"""
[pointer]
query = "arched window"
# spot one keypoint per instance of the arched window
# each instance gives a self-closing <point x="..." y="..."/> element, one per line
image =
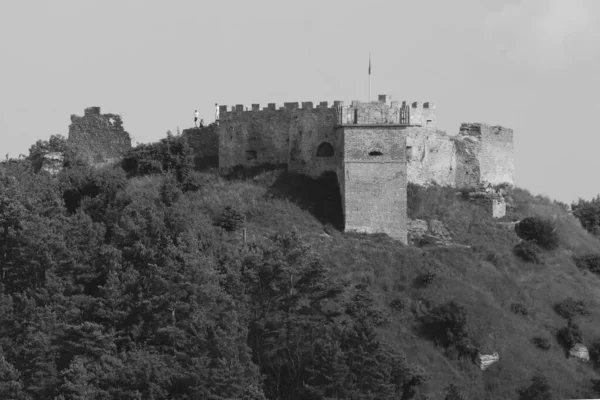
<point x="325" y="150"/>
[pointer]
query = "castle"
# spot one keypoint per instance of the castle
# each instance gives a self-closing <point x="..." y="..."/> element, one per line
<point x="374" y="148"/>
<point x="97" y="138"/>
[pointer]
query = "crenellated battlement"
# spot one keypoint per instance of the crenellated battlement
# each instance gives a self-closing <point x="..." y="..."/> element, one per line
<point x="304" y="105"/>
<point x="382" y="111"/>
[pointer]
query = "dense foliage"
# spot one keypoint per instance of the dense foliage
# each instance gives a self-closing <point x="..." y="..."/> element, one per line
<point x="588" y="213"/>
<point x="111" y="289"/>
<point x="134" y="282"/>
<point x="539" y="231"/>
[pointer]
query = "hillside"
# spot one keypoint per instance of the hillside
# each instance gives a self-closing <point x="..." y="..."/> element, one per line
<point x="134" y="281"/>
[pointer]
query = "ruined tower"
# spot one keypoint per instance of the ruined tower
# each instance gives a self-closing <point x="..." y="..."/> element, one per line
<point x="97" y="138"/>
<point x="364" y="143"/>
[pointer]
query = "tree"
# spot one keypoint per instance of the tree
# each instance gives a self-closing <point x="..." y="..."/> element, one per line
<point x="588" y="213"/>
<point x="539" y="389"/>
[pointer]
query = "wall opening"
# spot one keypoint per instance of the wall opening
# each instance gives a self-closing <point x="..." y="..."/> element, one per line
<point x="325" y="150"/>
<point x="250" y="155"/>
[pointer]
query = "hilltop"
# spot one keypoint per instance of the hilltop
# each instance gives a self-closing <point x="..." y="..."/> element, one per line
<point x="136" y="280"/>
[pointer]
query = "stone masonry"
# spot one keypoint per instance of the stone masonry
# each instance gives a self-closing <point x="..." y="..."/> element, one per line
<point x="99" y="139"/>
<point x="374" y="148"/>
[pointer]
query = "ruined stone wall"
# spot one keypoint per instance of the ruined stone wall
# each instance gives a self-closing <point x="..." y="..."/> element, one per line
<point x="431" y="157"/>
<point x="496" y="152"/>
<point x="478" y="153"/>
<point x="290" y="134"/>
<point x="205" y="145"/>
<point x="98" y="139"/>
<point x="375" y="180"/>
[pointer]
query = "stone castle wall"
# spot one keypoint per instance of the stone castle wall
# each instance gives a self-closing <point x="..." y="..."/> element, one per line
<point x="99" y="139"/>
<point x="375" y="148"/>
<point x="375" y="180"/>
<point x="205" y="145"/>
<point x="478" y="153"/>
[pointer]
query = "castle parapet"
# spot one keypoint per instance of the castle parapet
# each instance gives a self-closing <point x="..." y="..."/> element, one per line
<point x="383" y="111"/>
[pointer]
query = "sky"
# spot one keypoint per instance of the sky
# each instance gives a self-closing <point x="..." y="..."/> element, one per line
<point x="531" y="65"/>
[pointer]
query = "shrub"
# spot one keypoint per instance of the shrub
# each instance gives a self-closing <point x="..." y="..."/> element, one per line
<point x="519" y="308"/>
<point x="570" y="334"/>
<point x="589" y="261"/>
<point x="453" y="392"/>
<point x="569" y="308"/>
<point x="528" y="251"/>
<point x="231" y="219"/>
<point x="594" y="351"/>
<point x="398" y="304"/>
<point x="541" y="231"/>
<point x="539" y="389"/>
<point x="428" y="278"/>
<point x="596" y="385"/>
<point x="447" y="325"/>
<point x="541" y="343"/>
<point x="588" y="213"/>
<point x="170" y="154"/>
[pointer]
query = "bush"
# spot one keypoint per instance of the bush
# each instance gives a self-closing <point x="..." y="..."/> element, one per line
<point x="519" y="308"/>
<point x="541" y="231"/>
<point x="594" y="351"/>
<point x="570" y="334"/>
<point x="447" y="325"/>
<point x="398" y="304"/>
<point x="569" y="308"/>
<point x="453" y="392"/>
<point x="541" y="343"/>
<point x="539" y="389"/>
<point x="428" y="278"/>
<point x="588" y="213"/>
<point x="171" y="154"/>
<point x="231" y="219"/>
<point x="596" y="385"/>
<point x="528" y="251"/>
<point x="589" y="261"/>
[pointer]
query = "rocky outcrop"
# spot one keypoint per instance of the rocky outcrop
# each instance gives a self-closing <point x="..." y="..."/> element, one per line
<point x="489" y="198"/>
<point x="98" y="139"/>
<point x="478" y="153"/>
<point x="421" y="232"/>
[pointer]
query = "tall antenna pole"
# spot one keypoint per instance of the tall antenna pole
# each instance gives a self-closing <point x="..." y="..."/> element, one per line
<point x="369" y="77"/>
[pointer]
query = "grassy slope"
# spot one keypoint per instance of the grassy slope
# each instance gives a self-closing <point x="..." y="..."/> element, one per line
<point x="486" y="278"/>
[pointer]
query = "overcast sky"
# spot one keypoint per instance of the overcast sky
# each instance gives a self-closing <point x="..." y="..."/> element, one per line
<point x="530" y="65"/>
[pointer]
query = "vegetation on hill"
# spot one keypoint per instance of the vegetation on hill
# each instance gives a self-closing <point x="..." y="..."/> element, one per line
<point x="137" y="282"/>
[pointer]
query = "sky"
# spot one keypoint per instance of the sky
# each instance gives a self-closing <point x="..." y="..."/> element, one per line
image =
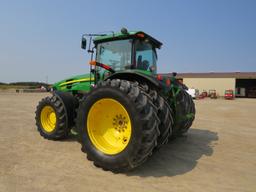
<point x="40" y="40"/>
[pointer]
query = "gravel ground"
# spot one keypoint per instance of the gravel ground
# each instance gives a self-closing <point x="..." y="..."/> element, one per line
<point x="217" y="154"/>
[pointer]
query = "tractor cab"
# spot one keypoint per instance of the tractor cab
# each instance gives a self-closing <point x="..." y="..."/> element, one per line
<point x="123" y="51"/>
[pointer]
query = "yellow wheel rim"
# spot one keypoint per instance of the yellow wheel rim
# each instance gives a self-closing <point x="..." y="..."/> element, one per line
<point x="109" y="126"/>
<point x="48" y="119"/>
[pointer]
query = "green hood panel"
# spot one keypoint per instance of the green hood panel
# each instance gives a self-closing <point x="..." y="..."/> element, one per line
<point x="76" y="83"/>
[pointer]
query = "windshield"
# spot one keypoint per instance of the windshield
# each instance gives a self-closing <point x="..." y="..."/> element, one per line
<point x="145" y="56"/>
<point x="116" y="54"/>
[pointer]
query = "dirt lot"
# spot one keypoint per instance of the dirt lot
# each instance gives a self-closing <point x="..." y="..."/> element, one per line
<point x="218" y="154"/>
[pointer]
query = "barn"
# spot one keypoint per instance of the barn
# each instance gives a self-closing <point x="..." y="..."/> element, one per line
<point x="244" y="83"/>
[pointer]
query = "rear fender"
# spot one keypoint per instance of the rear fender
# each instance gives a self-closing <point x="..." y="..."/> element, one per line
"""
--- What is asked ---
Excluding the pictures, restate the records above word for word.

--- The reply ---
[pointer]
query = "arched window"
# spot one keypoint per instance of the arched window
# each instance gives a self-closing <point x="..." y="..."/> element, one per line
image =
<point x="325" y="150"/>
[pointer]
query = "castle"
# spot one keypoint per instance of the castle
# each instance gives a self-closing <point x="..." y="..."/> element, one per line
<point x="374" y="148"/>
<point x="97" y="138"/>
[pointer]
query = "crenellated battlement"
# spot one keypoint per instance of the crenellated battlement
# each instance gives a self-closing <point x="..." y="..."/> element, one per line
<point x="304" y="105"/>
<point x="382" y="111"/>
[pointer]
query = "dense foliage"
# spot one keypoint per instance of the dense foliage
# each instance gives a self-closing <point x="..." y="..."/> element, one per line
<point x="588" y="213"/>
<point x="111" y="289"/>
<point x="134" y="282"/>
<point x="539" y="231"/>
[pointer]
query = "hillside"
# spot one keypoint per instance of the hillside
# each instance gives a self-closing <point x="..." y="..."/> element, one per line
<point x="134" y="281"/>
[pointer]
query = "ruined tower"
# spot one keypoint per instance of the ruined tower
# each instance gives a self-closing <point x="..." y="..."/> element, one per line
<point x="97" y="138"/>
<point x="364" y="143"/>
[pointer]
query = "tree"
# spot one keypoint per instance of the tree
# each instance gives a self-closing <point x="..." y="..."/> element, one per line
<point x="588" y="213"/>
<point x="539" y="389"/>
[pointer]
query = "wall opening"
# spot one keypoint per instance of the wall opening
# each instance gives a self-closing <point x="..." y="..."/> element, one per line
<point x="325" y="150"/>
<point x="250" y="155"/>
[pointer]
query = "hilltop"
# spot one keypoint per instance of the hilltop
# each instance gives a self-closing <point x="..." y="..."/> element, one per line
<point x="136" y="280"/>
[pointer]
query = "stone masonry"
# spot one keypoint per instance of the stone masonry
# each instance gives a self-closing <point x="..." y="..."/> element, one per line
<point x="99" y="139"/>
<point x="374" y="148"/>
[pointer]
query = "ruined stone wall"
# spot one keypoint per instance of the ruined stone wall
# each instance gives a self-closing <point x="..." y="..."/> element, one per line
<point x="431" y="157"/>
<point x="496" y="152"/>
<point x="478" y="153"/>
<point x="290" y="134"/>
<point x="205" y="145"/>
<point x="98" y="139"/>
<point x="375" y="180"/>
[pointer]
query = "stone castle wall"
# spot one keypoint per instance of the stone castle wall
# each instance gives a self-closing <point x="..." y="..."/> element, one per line
<point x="99" y="139"/>
<point x="375" y="148"/>
<point x="375" y="180"/>
<point x="205" y="145"/>
<point x="478" y="153"/>
[pointer]
query = "castle parapet"
# spot one keypoint per instance of the castle parapet
# each instance gives a self-closing <point x="..." y="..."/> element, one per line
<point x="383" y="111"/>
[pointer]
query = "sky"
# spot one keypoint per instance of the sky
# each instance gives a self-closing <point x="..." y="..."/> element, one per line
<point x="531" y="65"/>
[pointer]
query = "shrub"
# spot one keypoint per instance of the shrub
# each instance gives a self-closing <point x="..." y="..."/> element, one per line
<point x="519" y="308"/>
<point x="570" y="334"/>
<point x="589" y="261"/>
<point x="453" y="392"/>
<point x="569" y="308"/>
<point x="528" y="251"/>
<point x="231" y="219"/>
<point x="594" y="351"/>
<point x="398" y="304"/>
<point x="541" y="231"/>
<point x="539" y="389"/>
<point x="428" y="278"/>
<point x="596" y="385"/>
<point x="447" y="325"/>
<point x="541" y="343"/>
<point x="588" y="213"/>
<point x="170" y="154"/>
[pointer]
query = "bush"
# spot one keypoint per instance of the bush
# each instance gives a self-closing <point x="..." y="..."/> element, one per line
<point x="519" y="308"/>
<point x="541" y="231"/>
<point x="594" y="351"/>
<point x="570" y="334"/>
<point x="447" y="325"/>
<point x="398" y="304"/>
<point x="569" y="308"/>
<point x="453" y="392"/>
<point x="541" y="343"/>
<point x="539" y="389"/>
<point x="428" y="278"/>
<point x="588" y="213"/>
<point x="171" y="154"/>
<point x="231" y="219"/>
<point x="596" y="385"/>
<point x="528" y="251"/>
<point x="589" y="261"/>
[pointer]
query = "rocky outcrop"
# spot one keypoint per instance of the rocky outcrop
# each instance gives a self-closing <point x="..." y="..."/> element, one per line
<point x="489" y="198"/>
<point x="98" y="139"/>
<point x="478" y="153"/>
<point x="421" y="232"/>
[pointer]
query = "tall antenna pole"
# spot one keypoint per instance of the tall antenna pole
# each instance gives a self-closing <point x="..." y="..."/> element, one per line
<point x="369" y="77"/>
[pointer]
query = "grassy slope"
# spot one keypoint per instance of the grassy slope
# each instance gives a self-closing <point x="..." y="..."/> element, one per line
<point x="486" y="278"/>
[pointer]
query = "overcast sky"
# spot one keypoint per instance of the overcast sky
# each instance gives a self-closing <point x="..." y="..."/> element, one per line
<point x="530" y="65"/>
[pointer]
query = "vegetation on hill"
# spot one keypoint per instance of the vegetation on hill
# each instance gives a self-closing <point x="..." y="..."/> element, one per line
<point x="137" y="282"/>
[pointer]
query = "sky"
# spot one keypoint per instance of the sky
# each instance gives a self-closing <point x="..." y="..."/> element, one per line
image =
<point x="40" y="40"/>
[pointer]
query = "gravel ground"
# spot one keypoint per instance of the gravel ground
# each instance gives a self-closing <point x="..." y="..."/> element, one per line
<point x="217" y="154"/>
[pointer]
query = "tractor cab"
# spot one keypoint per instance of the tractor cab
# each instance gives a self-closing <point x="..." y="..."/> element, one per line
<point x="123" y="51"/>
[pointer]
query = "yellow wheel rim"
# spot one keypoint per instance of the yellow wheel rim
# each instance gives a self-closing <point x="..." y="..."/> element, one per line
<point x="109" y="126"/>
<point x="48" y="119"/>
[pointer]
query = "green hood panel"
# spot one keypoint per instance of the green hood panel
# each instance gives a self-closing <point x="..." y="..."/> element, one per line
<point x="76" y="83"/>
[pointer]
query = "windshield"
# spot one keypoint per instance of the windshield
# each instance gives a self-closing <point x="..." y="..."/> element, one per line
<point x="145" y="56"/>
<point x="116" y="54"/>
[pointer]
query = "dirt lot"
# spot one keypoint per instance of the dirt lot
# each instance gives a self-closing <point x="..." y="..."/> element, one per line
<point x="218" y="154"/>
[pointer]
query = "barn"
# spot one keypoint per instance of the barn
# each instance gives a self-closing <point x="..." y="..."/> element, one per line
<point x="244" y="83"/>
[pointer]
query = "rear fender"
# spot one keypoint per instance of the rear fender
# each instance gives a self-closing <point x="..." y="..."/> element, one per line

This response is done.